>> start

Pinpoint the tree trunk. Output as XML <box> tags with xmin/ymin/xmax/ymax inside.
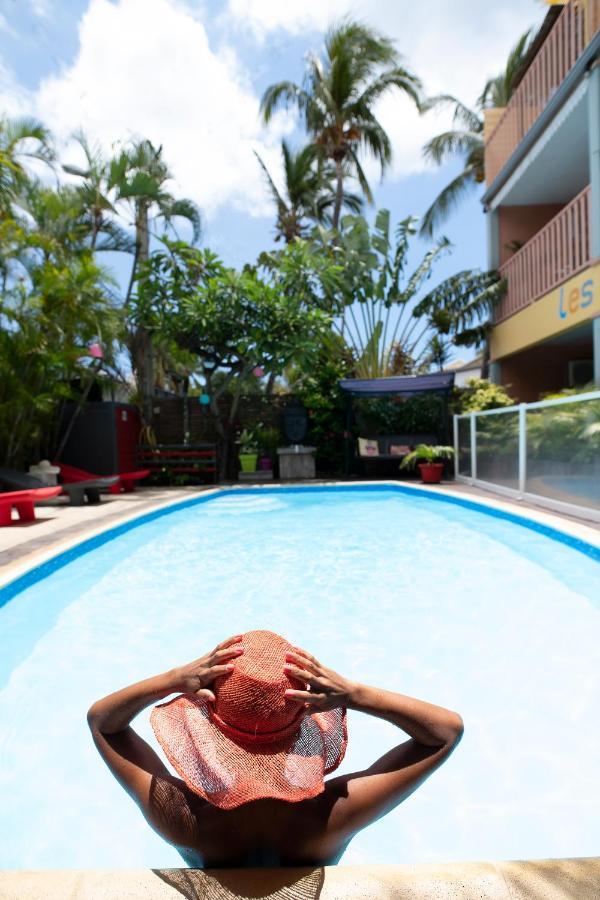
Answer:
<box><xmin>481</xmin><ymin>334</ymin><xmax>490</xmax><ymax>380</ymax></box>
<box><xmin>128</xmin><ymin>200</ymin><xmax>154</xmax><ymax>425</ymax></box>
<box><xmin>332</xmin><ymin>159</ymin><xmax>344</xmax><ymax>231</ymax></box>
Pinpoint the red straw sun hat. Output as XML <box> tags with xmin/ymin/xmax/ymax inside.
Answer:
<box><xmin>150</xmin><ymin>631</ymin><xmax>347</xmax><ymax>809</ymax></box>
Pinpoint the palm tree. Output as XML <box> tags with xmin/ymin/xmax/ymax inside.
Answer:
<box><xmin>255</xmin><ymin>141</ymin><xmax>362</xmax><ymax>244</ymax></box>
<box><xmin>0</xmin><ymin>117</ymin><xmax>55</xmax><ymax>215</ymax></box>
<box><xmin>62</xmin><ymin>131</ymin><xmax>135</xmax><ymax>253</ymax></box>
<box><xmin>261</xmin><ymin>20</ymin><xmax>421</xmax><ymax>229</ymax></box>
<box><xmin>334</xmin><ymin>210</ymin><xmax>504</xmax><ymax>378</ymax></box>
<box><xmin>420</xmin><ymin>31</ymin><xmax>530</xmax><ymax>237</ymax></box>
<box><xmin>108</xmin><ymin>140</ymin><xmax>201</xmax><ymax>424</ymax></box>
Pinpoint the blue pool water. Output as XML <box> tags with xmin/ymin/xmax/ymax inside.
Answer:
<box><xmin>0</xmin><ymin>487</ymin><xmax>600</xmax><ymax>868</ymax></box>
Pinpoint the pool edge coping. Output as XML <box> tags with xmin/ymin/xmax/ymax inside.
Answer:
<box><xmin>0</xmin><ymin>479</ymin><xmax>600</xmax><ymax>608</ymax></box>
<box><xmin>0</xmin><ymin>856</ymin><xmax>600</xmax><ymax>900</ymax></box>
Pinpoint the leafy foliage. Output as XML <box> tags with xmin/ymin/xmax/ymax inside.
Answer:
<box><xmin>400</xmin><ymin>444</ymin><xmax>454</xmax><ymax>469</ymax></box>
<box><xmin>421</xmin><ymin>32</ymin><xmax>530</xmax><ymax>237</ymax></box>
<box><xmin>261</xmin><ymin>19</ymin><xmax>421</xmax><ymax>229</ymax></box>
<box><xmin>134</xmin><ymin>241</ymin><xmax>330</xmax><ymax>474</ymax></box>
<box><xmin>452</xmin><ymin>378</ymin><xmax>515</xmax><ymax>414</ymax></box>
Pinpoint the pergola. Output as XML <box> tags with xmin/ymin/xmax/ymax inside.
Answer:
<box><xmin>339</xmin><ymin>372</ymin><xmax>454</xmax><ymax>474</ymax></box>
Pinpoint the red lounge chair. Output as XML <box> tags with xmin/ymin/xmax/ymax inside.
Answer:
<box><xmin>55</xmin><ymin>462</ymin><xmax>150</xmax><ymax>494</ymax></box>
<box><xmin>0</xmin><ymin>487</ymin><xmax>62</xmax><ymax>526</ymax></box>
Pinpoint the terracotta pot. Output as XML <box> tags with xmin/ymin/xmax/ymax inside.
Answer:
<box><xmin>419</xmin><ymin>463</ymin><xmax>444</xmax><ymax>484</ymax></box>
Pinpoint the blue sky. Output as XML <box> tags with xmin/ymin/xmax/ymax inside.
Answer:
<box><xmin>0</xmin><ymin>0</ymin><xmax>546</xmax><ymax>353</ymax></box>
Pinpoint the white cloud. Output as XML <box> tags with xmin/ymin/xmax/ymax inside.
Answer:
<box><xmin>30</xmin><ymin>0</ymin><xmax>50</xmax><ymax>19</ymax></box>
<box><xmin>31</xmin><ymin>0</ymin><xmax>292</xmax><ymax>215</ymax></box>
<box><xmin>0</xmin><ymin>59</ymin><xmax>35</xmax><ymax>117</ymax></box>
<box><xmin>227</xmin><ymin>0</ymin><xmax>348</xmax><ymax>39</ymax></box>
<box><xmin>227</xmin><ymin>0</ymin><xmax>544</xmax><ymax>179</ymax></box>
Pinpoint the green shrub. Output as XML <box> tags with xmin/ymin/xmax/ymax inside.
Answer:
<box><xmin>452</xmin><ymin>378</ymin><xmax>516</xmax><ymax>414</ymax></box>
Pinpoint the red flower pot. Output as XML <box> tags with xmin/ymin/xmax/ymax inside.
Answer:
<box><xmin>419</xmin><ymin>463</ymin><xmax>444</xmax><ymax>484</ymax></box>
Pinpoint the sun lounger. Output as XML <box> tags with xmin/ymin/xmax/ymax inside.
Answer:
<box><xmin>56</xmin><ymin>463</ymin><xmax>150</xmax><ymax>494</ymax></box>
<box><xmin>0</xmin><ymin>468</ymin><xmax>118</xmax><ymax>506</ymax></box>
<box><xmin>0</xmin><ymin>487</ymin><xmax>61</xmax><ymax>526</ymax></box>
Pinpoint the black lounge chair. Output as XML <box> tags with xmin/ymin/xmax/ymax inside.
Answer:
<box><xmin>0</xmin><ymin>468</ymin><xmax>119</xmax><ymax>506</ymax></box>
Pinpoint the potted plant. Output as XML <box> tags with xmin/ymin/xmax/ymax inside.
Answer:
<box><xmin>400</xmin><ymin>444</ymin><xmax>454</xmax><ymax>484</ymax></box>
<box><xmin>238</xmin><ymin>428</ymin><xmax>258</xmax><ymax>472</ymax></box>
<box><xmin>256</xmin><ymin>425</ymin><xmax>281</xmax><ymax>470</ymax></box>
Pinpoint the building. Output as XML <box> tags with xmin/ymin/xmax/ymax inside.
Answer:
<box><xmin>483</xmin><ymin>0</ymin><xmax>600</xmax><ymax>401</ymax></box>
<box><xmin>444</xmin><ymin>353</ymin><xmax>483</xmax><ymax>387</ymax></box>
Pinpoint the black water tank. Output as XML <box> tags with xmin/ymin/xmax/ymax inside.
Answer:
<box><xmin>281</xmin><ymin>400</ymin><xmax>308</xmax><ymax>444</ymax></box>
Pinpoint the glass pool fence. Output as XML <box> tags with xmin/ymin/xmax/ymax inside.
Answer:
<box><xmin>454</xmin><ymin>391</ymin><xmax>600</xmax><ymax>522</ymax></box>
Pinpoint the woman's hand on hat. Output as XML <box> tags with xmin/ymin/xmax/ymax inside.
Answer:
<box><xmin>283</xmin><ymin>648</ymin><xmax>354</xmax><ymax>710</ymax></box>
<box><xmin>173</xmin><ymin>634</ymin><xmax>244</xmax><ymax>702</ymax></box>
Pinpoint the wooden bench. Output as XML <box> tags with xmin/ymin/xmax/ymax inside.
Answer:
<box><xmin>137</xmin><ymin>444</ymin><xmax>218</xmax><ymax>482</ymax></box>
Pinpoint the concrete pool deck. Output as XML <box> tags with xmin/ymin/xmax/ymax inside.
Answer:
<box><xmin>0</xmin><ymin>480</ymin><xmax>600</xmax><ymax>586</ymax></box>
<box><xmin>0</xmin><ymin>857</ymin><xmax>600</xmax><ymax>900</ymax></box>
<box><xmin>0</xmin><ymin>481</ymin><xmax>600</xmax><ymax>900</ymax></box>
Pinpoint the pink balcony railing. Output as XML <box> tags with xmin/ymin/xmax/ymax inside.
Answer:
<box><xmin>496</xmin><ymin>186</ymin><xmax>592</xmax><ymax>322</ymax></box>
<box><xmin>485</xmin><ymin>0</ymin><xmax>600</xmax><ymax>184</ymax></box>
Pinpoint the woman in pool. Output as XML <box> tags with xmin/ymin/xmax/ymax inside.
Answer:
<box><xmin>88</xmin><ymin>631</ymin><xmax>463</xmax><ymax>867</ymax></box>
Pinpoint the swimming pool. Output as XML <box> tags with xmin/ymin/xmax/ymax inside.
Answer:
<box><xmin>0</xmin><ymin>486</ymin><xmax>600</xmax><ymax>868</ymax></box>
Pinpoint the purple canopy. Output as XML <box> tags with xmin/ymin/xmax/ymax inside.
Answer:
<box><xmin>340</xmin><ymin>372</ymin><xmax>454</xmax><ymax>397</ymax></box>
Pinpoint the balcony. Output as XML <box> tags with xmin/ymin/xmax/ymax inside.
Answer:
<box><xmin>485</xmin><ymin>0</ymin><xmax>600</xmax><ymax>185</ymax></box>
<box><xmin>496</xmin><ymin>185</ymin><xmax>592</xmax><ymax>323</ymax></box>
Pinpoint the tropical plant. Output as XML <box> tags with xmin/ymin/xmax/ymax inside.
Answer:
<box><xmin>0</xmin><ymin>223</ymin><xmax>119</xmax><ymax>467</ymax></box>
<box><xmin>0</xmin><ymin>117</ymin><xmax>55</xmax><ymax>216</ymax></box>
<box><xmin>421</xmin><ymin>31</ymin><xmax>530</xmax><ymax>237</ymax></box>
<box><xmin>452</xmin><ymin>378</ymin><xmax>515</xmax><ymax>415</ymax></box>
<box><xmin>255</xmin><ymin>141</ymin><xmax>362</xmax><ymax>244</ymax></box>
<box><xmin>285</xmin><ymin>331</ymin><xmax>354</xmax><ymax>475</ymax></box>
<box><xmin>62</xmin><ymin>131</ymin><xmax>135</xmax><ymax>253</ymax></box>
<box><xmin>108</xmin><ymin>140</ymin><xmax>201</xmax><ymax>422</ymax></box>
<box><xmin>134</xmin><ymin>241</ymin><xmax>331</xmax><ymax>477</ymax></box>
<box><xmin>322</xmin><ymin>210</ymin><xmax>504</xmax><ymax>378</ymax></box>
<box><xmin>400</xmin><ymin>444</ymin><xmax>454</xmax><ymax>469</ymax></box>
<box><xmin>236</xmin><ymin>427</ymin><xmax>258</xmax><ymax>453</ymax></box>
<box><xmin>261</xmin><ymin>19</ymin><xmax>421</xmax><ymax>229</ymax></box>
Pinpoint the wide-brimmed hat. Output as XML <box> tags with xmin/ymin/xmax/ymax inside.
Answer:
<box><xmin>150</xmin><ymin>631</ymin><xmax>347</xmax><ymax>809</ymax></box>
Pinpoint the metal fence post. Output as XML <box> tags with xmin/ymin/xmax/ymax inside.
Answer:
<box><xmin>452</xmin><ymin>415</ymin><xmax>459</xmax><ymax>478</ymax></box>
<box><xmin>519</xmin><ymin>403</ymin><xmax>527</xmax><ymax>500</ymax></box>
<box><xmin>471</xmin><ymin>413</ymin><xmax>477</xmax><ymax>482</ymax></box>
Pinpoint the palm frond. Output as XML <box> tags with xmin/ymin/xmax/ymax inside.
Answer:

>> end

* [EXERCISE BRIEF]: Which lines of the material contain the word "fence"? Pick out each such line in full, and treat the match as case-sensitive.

* [WRITTEN ANSWER]:
Pinpoint the glass pool fence. Output as XML <box> tags with xmin/ymin/xmax/ymax inside.
Pinpoint the metal fence post. Output as XML <box> tags with xmin/ymin/xmax/ymax inside.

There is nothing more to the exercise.